Collected data:
# # # #

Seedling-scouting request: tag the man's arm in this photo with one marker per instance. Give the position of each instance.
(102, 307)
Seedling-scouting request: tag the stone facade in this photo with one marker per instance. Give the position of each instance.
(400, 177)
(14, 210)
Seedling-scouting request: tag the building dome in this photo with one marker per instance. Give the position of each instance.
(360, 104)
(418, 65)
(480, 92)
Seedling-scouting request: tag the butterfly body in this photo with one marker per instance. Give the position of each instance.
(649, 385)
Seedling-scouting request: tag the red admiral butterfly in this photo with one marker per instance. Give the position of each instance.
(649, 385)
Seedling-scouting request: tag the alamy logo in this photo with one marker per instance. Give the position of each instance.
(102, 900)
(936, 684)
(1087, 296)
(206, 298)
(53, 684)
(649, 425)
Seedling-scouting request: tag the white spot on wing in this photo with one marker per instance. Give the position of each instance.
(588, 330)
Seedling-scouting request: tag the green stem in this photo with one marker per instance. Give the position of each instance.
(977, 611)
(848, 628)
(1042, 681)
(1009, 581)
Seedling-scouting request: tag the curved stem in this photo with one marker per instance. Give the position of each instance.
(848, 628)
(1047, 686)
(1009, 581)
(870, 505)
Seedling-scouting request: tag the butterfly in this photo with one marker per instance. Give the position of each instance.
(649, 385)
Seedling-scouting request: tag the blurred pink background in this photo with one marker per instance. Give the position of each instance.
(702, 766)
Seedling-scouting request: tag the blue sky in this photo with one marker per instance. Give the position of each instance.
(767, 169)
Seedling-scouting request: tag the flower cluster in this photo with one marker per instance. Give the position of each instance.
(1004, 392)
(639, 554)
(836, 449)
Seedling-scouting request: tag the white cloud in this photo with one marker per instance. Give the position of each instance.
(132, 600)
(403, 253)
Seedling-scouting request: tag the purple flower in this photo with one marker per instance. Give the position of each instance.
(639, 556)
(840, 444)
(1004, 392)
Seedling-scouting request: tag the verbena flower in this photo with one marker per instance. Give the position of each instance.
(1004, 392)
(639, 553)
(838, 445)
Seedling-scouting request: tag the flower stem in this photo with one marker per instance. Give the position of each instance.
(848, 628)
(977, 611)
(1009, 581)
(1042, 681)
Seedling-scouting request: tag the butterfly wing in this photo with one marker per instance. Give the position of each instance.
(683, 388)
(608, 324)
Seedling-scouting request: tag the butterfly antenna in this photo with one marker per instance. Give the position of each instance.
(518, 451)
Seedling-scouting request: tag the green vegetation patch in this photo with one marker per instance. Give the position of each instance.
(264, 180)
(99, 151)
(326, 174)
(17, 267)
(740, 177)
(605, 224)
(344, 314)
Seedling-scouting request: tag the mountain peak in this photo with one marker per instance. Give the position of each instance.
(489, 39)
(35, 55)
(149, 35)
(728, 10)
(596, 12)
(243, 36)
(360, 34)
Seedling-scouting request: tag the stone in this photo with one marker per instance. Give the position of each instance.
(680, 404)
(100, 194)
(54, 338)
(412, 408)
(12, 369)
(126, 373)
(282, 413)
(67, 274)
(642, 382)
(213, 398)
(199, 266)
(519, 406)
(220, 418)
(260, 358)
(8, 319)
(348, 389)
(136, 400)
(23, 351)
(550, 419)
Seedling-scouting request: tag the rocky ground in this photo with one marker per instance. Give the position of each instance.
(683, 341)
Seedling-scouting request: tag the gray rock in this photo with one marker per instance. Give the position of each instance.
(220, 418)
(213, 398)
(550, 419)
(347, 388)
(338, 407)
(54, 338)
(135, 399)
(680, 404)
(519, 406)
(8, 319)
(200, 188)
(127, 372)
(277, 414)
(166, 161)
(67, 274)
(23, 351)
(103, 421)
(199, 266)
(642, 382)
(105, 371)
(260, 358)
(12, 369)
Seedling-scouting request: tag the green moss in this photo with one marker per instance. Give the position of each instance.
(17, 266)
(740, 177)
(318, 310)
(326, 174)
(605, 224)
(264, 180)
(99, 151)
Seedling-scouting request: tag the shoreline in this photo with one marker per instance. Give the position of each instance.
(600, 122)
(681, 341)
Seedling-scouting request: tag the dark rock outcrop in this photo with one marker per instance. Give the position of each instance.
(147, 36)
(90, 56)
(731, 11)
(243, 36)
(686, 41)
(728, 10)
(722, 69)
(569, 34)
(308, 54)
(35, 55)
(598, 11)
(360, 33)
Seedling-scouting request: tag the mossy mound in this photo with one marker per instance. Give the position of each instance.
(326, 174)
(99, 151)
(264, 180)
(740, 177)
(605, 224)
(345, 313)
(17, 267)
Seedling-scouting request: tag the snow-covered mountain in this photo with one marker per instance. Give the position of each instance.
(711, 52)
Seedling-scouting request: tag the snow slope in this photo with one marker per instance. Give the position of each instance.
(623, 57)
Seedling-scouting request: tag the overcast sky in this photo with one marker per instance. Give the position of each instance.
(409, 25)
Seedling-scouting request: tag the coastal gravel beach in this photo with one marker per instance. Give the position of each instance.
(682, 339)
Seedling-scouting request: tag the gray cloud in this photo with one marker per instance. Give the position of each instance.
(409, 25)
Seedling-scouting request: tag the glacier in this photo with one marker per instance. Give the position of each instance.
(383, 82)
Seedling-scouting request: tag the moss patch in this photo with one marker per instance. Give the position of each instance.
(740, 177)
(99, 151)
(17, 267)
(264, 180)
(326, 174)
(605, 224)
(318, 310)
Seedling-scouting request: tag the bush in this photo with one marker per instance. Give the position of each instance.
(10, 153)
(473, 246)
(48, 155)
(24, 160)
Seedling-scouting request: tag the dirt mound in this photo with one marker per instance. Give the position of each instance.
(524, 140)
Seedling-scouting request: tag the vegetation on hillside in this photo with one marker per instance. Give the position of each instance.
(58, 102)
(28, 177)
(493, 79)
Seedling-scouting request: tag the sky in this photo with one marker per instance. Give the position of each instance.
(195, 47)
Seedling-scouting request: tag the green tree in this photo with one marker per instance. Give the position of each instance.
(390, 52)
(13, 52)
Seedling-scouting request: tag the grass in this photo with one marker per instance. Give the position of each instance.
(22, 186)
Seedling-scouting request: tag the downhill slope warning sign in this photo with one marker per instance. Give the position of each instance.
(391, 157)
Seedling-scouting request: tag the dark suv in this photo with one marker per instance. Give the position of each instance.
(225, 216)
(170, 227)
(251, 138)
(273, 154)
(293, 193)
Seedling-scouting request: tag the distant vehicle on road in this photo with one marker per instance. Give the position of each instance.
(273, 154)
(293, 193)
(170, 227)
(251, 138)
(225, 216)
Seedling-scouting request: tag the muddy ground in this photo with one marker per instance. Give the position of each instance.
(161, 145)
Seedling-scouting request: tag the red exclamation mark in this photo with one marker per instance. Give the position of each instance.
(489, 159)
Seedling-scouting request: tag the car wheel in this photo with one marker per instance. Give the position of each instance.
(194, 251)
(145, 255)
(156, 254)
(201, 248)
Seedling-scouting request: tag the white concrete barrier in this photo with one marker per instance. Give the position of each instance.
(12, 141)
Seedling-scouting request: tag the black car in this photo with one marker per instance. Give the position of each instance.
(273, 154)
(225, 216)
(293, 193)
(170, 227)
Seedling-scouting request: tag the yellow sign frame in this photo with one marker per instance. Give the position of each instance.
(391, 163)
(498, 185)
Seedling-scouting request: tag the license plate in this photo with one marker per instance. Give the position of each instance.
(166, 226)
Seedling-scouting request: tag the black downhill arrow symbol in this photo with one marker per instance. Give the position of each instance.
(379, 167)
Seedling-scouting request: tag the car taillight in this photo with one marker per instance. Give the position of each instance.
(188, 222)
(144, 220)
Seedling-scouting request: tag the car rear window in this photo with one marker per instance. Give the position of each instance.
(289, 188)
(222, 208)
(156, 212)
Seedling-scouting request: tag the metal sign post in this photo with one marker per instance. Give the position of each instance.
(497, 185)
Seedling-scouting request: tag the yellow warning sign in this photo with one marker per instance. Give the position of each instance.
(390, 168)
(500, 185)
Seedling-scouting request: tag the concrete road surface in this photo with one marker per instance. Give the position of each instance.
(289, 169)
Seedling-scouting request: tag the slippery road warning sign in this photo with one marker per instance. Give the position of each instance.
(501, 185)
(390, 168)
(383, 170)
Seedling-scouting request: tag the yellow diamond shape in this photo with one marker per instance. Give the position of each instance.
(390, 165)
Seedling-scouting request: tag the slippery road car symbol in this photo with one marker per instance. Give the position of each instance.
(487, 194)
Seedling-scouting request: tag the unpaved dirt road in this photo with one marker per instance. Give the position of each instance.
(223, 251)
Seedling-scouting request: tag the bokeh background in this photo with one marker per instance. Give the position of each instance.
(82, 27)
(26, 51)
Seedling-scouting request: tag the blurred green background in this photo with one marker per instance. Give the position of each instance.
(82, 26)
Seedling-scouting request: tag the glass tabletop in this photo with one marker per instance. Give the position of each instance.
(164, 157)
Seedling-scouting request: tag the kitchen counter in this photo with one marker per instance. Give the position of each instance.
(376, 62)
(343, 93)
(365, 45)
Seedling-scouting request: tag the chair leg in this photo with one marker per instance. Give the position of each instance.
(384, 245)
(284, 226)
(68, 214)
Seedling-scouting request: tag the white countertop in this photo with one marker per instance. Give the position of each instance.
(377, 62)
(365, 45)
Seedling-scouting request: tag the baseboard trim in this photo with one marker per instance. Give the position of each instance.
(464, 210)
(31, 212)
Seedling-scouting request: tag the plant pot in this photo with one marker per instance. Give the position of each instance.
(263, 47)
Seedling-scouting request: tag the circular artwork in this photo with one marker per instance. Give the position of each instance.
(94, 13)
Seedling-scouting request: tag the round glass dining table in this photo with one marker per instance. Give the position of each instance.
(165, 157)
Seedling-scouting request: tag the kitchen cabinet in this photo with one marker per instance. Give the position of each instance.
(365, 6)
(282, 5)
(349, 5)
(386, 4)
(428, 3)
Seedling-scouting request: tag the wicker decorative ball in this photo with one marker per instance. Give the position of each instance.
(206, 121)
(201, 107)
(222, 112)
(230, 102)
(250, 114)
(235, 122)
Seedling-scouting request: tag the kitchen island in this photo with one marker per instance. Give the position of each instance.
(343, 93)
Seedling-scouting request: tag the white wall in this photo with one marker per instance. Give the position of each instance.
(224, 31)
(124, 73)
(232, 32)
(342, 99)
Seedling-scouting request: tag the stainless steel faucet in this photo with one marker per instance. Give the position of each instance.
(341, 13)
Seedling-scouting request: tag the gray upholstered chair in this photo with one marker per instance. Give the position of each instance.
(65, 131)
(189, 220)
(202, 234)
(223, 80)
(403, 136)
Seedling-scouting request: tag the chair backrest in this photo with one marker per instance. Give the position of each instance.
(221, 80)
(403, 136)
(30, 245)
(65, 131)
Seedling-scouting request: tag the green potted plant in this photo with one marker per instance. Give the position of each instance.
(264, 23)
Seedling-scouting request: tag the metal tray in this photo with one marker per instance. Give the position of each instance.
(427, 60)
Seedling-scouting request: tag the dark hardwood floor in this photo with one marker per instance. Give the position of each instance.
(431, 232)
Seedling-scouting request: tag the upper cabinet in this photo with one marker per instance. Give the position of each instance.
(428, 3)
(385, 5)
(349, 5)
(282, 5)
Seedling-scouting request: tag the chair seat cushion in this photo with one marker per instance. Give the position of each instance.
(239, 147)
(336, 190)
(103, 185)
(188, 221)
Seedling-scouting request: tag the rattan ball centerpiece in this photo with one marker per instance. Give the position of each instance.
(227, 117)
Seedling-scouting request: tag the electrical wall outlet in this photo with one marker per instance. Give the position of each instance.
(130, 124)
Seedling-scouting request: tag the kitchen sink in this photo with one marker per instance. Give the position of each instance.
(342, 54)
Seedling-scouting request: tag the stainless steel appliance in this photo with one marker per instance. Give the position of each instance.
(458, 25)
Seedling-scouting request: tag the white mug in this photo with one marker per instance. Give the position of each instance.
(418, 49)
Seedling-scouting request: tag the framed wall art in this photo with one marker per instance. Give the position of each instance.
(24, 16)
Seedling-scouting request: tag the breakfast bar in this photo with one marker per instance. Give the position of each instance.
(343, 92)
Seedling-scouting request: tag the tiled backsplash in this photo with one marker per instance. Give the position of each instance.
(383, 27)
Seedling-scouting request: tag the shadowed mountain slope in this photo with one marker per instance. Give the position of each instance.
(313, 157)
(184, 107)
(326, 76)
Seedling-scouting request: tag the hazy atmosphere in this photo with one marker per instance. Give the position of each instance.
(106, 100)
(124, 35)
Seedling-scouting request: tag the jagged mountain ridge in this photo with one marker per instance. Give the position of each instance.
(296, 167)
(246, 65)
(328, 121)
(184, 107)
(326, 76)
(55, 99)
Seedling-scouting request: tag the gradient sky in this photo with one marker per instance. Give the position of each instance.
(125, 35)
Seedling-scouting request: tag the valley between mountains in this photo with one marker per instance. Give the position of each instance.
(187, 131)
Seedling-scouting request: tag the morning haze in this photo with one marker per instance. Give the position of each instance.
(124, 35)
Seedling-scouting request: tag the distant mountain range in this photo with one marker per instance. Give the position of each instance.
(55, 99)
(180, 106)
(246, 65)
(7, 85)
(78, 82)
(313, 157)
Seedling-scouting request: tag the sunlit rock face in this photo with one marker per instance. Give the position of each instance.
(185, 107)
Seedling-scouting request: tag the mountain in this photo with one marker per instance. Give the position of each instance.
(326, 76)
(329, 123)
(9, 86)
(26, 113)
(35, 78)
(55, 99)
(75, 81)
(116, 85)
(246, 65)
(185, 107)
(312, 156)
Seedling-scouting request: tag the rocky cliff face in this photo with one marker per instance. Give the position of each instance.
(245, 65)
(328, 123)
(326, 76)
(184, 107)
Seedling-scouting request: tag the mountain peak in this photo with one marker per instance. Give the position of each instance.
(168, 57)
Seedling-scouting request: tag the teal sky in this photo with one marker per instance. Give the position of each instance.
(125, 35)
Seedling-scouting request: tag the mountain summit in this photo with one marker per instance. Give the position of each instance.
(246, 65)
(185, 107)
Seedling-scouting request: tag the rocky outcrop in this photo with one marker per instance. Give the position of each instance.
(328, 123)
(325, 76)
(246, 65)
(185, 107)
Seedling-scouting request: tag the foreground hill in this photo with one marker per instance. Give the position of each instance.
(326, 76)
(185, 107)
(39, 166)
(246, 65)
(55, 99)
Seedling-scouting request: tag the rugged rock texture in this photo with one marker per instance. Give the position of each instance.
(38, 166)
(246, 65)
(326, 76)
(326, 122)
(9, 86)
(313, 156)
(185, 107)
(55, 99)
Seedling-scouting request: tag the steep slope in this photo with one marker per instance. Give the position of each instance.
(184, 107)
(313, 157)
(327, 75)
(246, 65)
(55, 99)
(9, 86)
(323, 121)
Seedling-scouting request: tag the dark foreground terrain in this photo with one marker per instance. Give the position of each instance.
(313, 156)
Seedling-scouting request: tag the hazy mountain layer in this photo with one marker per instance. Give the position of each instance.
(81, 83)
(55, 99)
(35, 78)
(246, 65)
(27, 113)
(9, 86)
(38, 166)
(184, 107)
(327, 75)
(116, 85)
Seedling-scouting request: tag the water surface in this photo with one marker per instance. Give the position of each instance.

# # # #

Objective: Transcribe word for word the lines from the one holding "Seedling-scouting request: tag the rocky cliff" to the last line of the listing above, inclusive.

Result:
Seedling-scouting request: tag the rocky cliff face in this photo with one marker per instance. Give the position of each instance.
(245, 65)
(328, 123)
(326, 76)
(184, 107)
Seedling-scouting request: tag the mountain peak in this photo with one marker per instance. Give the position of each instance.
(168, 57)
Seedling-scouting request: tag the teal sky in this photo with one marker per instance. Give the position of each instance.
(125, 35)
Seedling-scouting request: tag the mountain summit in this photo with one marker per instance. Give the position of each instance.
(246, 65)
(185, 107)
Seedling-scouting request: tag the rocky outcrop in this photo with one marker per instance. Give the position of each instance.
(328, 123)
(325, 76)
(246, 65)
(185, 107)
Seedling-scouting request: tag the foreground hill in this photo with one marker per instance. Give the position of each instance.
(326, 76)
(185, 107)
(39, 166)
(246, 65)
(55, 99)
Seedling-scouting request: tag the rugged rock texture in this photo with one marker per instance. Give the position of each instance.
(38, 166)
(246, 65)
(326, 76)
(326, 122)
(9, 86)
(313, 156)
(185, 107)
(55, 99)
Seedling-scouting request: tag the steep slope in this photo with one marker per instance. Give the position of each instance.
(184, 107)
(313, 157)
(327, 75)
(246, 65)
(55, 99)
(9, 86)
(323, 121)
Seedling-scouting request: tag the dark foreground terrain in this photo with one marker per instance. Give the position of each instance.
(313, 156)
Seedling-scouting request: tag the hazy mountain layer in this photo with one marker per instance. Give the position of each instance.
(81, 83)
(55, 99)
(35, 78)
(246, 65)
(27, 113)
(9, 86)
(38, 166)
(184, 107)
(327, 75)
(116, 85)
Seedling-scouting request: tag the water surface in this photo with one marker per instance. Give the position of each instance.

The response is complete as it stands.